» **Task to complete**
From the records below, find each line with the string "wearing" and copy it.

» **Extracted data entries**

>>>

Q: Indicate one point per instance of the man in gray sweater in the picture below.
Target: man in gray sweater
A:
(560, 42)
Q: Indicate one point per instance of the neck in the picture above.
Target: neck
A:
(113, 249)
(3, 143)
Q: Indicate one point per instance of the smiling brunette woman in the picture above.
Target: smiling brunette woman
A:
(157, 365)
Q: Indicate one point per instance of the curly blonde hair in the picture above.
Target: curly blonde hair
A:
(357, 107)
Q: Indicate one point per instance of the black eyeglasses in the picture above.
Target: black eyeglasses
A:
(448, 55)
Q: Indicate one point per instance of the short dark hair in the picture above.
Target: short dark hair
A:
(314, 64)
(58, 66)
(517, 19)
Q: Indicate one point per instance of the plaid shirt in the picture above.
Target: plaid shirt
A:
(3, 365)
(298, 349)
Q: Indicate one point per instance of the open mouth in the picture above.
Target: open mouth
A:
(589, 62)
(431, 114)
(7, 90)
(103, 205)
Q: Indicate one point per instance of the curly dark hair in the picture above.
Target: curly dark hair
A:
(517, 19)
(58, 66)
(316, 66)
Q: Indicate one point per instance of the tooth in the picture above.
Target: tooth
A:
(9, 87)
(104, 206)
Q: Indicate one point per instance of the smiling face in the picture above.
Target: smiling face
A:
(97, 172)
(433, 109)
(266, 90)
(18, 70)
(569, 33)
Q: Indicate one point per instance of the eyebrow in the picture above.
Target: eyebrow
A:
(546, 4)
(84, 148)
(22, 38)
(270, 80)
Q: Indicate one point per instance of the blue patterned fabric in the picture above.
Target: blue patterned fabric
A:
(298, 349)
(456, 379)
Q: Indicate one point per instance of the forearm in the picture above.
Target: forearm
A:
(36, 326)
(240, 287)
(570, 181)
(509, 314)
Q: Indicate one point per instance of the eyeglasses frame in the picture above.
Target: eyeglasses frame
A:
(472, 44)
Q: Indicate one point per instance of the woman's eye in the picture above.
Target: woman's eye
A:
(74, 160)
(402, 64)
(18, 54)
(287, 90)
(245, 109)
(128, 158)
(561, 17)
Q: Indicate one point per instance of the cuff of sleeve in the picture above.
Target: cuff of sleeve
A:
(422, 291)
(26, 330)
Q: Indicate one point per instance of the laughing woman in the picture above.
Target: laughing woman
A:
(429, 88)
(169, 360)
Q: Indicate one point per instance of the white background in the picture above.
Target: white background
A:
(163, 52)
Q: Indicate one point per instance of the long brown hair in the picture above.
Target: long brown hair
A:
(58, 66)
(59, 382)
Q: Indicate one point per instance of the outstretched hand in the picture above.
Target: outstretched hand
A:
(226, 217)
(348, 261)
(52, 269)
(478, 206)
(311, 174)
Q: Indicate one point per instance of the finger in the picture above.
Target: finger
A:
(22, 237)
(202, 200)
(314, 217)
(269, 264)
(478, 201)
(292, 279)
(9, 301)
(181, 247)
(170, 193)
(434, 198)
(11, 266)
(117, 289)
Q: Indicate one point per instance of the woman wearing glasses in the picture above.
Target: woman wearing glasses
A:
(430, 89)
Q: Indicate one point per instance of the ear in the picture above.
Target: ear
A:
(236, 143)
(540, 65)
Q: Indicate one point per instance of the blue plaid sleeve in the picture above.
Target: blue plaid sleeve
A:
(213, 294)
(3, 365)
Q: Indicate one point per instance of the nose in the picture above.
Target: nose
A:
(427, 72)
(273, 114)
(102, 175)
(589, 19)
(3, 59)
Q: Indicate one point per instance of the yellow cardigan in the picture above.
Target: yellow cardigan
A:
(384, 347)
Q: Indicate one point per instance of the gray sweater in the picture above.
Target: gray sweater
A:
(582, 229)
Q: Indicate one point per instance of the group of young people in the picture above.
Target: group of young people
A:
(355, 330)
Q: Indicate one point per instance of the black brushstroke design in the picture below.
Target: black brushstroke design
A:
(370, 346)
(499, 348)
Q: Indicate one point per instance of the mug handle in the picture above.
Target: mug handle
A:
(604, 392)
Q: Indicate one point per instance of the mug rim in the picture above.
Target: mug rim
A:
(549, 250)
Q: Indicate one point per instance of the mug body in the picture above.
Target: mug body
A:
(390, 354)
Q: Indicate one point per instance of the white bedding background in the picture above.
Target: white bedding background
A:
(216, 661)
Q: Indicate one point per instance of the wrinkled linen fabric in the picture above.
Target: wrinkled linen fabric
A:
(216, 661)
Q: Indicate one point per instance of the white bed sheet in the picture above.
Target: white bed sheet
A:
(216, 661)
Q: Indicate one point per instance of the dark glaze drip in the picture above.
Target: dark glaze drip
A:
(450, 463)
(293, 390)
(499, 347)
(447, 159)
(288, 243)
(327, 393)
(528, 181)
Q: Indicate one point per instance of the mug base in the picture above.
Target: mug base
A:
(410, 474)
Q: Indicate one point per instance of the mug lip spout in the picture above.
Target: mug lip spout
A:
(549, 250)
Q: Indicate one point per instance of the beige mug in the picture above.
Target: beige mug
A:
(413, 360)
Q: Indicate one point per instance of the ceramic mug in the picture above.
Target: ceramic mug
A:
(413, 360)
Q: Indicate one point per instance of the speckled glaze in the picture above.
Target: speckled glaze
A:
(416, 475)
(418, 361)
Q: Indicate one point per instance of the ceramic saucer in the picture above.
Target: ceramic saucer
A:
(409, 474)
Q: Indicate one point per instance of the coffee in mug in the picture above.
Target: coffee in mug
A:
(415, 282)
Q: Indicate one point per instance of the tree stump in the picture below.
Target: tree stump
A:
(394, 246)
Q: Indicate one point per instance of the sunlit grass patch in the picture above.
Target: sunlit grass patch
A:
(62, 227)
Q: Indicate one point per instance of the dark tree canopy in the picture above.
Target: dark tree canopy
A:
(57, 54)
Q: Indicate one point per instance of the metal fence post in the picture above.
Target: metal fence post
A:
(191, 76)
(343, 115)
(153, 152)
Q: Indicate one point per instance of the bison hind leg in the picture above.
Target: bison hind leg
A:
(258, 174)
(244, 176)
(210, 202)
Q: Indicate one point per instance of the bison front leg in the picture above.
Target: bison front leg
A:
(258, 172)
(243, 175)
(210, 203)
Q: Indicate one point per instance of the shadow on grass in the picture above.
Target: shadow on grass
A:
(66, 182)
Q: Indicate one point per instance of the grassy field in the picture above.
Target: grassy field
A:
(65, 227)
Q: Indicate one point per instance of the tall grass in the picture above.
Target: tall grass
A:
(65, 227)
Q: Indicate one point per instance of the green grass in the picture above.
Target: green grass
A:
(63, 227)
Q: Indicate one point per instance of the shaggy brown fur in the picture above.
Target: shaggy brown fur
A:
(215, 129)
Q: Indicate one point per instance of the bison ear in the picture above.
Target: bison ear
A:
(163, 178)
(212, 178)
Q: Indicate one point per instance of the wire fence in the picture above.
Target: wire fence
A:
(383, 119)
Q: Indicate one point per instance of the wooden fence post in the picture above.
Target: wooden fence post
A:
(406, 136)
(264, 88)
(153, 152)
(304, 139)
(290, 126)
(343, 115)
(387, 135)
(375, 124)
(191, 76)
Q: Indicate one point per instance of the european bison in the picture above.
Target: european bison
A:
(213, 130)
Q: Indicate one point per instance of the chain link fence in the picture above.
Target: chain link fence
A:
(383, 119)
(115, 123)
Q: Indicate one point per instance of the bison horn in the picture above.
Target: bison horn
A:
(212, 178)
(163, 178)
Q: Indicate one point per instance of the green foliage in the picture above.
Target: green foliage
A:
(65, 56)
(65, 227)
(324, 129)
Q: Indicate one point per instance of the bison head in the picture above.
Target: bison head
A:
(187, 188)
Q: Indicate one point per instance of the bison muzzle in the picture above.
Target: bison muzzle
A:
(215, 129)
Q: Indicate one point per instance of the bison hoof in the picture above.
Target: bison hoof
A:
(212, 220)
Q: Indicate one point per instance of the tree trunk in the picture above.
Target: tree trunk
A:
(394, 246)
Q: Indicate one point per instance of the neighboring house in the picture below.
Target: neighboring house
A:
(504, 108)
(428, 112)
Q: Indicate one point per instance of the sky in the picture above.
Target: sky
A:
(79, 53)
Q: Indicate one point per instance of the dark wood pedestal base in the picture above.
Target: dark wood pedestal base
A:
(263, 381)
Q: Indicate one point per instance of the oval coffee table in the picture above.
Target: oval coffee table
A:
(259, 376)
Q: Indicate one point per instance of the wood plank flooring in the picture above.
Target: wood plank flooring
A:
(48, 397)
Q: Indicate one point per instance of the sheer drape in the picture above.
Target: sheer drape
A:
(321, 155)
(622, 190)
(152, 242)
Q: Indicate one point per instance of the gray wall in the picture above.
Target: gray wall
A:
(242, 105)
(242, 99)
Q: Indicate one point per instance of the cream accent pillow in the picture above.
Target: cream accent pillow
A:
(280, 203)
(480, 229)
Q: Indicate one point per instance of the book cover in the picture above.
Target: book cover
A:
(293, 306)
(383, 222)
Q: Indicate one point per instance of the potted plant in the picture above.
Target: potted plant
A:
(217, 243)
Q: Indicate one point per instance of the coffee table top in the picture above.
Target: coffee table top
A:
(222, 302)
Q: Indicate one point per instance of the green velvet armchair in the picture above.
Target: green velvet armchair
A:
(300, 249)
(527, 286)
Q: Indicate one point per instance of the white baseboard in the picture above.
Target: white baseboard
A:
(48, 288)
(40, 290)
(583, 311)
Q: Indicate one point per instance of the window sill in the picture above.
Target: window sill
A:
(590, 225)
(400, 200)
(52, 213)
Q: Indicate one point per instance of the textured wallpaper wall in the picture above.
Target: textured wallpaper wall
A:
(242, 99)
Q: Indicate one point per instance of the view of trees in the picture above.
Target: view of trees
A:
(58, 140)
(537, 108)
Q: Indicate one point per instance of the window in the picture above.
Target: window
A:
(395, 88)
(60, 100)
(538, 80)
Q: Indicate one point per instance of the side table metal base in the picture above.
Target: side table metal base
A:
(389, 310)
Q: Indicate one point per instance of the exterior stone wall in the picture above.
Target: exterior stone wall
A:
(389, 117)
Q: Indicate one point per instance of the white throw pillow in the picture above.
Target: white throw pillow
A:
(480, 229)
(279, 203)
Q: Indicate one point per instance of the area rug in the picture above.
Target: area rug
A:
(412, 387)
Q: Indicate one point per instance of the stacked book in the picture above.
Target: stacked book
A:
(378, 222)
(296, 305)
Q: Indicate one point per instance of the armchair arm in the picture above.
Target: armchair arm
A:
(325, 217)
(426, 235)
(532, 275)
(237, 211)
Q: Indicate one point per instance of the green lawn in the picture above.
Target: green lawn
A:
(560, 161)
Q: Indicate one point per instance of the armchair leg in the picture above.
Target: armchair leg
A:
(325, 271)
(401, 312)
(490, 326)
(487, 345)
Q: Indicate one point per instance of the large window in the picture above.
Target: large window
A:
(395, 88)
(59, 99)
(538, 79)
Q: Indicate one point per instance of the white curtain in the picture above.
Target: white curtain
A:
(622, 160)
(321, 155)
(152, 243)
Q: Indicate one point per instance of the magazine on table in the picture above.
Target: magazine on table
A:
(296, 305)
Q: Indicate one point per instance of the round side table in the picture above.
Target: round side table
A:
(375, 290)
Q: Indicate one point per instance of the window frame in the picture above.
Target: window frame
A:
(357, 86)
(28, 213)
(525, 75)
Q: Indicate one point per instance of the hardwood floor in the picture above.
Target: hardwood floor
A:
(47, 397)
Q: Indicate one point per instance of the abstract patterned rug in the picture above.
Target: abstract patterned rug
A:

<<<

» **Solution below**
Q: Indicate one point per instance of the woman wearing glasses in the picture above.
Target: woman wearing glasses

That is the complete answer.